━━ PASSAGE TO READ

Gary M. Wisniewski, CEO of Antea USA Inc., says that while this recession has hit clients harder than any before, those with “consumer brands have an intense need to have a clear message about their overall environmental performance … and it's carrying through the supply chain.”

Cleaning Up on Cleanup

Cleanup of high-profile environmental disasters last year—such as the Deepwater Horizon oil-platform explosion in the Gulf of Mexico and the gas pipeline explosion in California—benefited a number of Top 200 firms, particularly Australia's Cardno Ltd. The firm debuted on the list this year at No. 36 after its 2010 acquisitions of Entrix and ERI, both of which are major remediation contractors to BP. They are also believed to be providing environmental services to ExxonMobil following the leak in June of its Yellowstone River oil pipeline in Wyoming.

Hazardous-waste remediation remains the largest market sector for the Top 200, comprising 21.6% of firms' revenue in 2010. “It's been said for years that this kind of work is going to go away, but every day there are new sites and issues to address or sites that were found not to have been fully remediated the first time,” says Tracy Stenner, vice president at Battelle. “We just received a $75-million contract from the Navy to look at contaminated sites. Work from that job is already coming in.” Top 200 firms reported that revenue from federal clients rose 13.2% last year.

U.S. Defense Dept. “performance-based remediation contracts are bundling more than one installation, and RFPs are larger in size,” says Ernest Enrique, president of TolTest Inc., a new subsidiary of Lakeshore TolTest Corp. This trend will persist in the federal market in 2011, Enrique says. To better manage heightened risks on larger jobs, the parent firm was formed last year when Lakeshore Engineering acquired Toltest in a stock exchange transaction.

The federal market, particularly U.S. Energy Dept. nuclear-waste cleanups, was key to Los Alamos Technical Associates Inc. (LATA), another first-timer on the Top 200 list. Buoyed by considerable federal stimulus funding, the nuclear-waste cleanup sector accounted for $8.8 billion in Top 200 revenue in 2010.

LATA Vice President Eric Coles confirms that major contract wins last year to decontaminate and decommission old DOE uranium-enrichment facilities at its Oak Ridge, Tenn., and Paducah, Ky., sites helped boost its backlog by 340%. With market changes ahead, he expects that backlog level to stabilize this year.

One firm that pushed a growth plan to boost its bonding capacity to over $100 million on environmental projects was NCM, a newly renamed entity made up of remediation and demolition firms Nuprecon, CST and Marcor. Planned in 2005, the merger was shelved when the economy tanked, but negotiations restarted in 2010.

“Collectively, we're offering a turnkey company,” says CEO Subhas “Sage” Khara. “Clients want a large company with strong bonding and surety capacity since there is still a lot of uncertainty with small and mid-sized contractors,” he adds, anticipating more work in industrial and powerplant decommissioning. “We're on track to surpass our budgeted revenue by 30% this year over 2010,” according to Khara.

The environmental group at Lowell, Mass.-based TRC grew 9% in each of the first three quarters of the firm's fiscal 2011, which ended on June 30, says Chris Vincze, company CEO. The group's growth stemmed from remediation, licensing and permitting, cultural-resource consulting and air-quality compliance, Vincze states.

━━━━
━━ INFORMATION

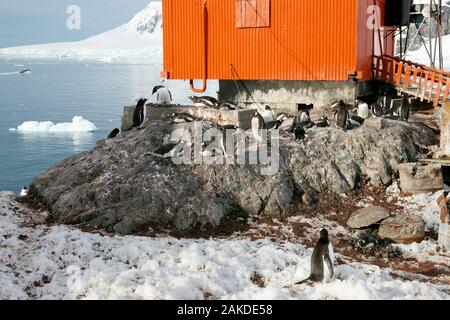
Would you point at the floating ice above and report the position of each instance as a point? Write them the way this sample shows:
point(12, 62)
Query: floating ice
point(78, 124)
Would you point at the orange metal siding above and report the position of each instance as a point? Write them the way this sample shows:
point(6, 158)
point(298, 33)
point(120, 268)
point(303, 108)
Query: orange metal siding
point(306, 40)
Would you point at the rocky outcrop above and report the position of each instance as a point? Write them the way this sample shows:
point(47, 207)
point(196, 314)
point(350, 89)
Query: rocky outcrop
point(403, 228)
point(116, 187)
point(366, 217)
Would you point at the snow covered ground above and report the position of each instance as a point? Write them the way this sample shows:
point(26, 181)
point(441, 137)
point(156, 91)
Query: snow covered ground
point(38, 261)
point(140, 38)
point(421, 56)
point(78, 124)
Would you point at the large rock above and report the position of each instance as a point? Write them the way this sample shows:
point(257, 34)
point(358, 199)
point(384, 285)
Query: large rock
point(366, 217)
point(416, 178)
point(115, 187)
point(403, 228)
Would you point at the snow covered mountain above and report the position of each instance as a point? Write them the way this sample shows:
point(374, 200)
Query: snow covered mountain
point(140, 38)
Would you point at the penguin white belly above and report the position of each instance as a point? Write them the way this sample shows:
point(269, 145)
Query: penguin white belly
point(326, 271)
point(304, 117)
point(255, 130)
point(363, 111)
point(164, 96)
point(268, 116)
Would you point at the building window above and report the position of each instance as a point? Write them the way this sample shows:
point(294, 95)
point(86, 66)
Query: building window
point(252, 13)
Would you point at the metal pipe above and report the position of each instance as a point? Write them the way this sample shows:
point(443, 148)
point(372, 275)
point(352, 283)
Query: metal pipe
point(205, 52)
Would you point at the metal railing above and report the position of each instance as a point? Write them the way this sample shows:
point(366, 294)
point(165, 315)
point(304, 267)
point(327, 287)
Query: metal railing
point(415, 79)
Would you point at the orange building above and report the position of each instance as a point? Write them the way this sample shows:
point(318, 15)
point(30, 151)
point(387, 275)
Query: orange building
point(278, 51)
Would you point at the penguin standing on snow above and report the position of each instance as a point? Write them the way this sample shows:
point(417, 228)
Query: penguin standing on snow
point(405, 108)
point(341, 115)
point(227, 106)
point(267, 114)
point(323, 122)
point(363, 109)
point(182, 118)
point(24, 192)
point(169, 150)
point(377, 108)
point(163, 95)
point(205, 101)
point(139, 113)
point(257, 125)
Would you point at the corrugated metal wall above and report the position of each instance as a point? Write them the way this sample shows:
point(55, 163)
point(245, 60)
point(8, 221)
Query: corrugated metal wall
point(306, 40)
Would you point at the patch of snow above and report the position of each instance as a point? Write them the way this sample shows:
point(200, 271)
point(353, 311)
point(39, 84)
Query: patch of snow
point(140, 38)
point(78, 124)
point(425, 206)
point(61, 262)
point(428, 250)
point(421, 55)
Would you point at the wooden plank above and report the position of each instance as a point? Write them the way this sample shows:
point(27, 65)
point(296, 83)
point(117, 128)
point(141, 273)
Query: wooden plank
point(446, 93)
point(442, 162)
point(250, 14)
point(240, 13)
point(398, 78)
point(263, 13)
point(407, 78)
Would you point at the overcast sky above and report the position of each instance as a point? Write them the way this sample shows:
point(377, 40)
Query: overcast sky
point(39, 21)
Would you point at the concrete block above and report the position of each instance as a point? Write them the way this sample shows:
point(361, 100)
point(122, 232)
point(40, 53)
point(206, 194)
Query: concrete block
point(416, 178)
point(374, 123)
point(444, 226)
point(240, 118)
point(396, 103)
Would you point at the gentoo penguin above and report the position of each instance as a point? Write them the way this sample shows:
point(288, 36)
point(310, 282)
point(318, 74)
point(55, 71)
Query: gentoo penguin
point(276, 124)
point(363, 109)
point(182, 118)
point(304, 116)
point(320, 254)
point(113, 133)
point(356, 121)
point(377, 109)
point(341, 115)
point(257, 125)
point(308, 124)
point(204, 101)
point(138, 113)
point(163, 95)
point(283, 116)
point(227, 105)
point(405, 108)
point(323, 122)
point(267, 114)
point(299, 133)
point(24, 192)
point(169, 150)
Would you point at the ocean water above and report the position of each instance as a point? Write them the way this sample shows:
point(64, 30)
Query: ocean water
point(58, 90)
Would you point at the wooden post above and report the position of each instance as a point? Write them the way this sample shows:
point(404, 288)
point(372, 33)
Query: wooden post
point(445, 130)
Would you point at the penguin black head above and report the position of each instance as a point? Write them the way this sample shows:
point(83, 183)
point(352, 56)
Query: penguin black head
point(156, 88)
point(324, 234)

━━━━

:: REQUIRED ACTIONS ::
a. In the cleanup article, why do clients want a large company with strong bonding and surety capacity, according to Khara? Answer in one to three sentences.
b. Print the stretch of the cleanup article from "Cleaning Up on" through "pipeline in Wyoming.", unchanged.

:: ANSWERS TO EACH TASK ::
a. Clients want a large company with strong bonding and surety capacity because there is still a lot of uncertainty with small and mid-sized contractors.

b.
Cleaning Up on Cleanup

Cleanup of high-profile environmental disasters last year—such as the Deepwater Horizon oil-platform explosion in the Gulf of Mexico and the gas pipeline explosion in California—benefited a number of Top 200 firms, particularly Australia's Cardno Ltd. The firm debuted on the list this year at No. 36 after its 2010 acquisitions of Entrix and ERI, both of which are major remediation contractors to BP. They are also believed to be providing environmental services to ExxonMobil following the leak in June of its Yellowstone River oil pipeline in Wyoming.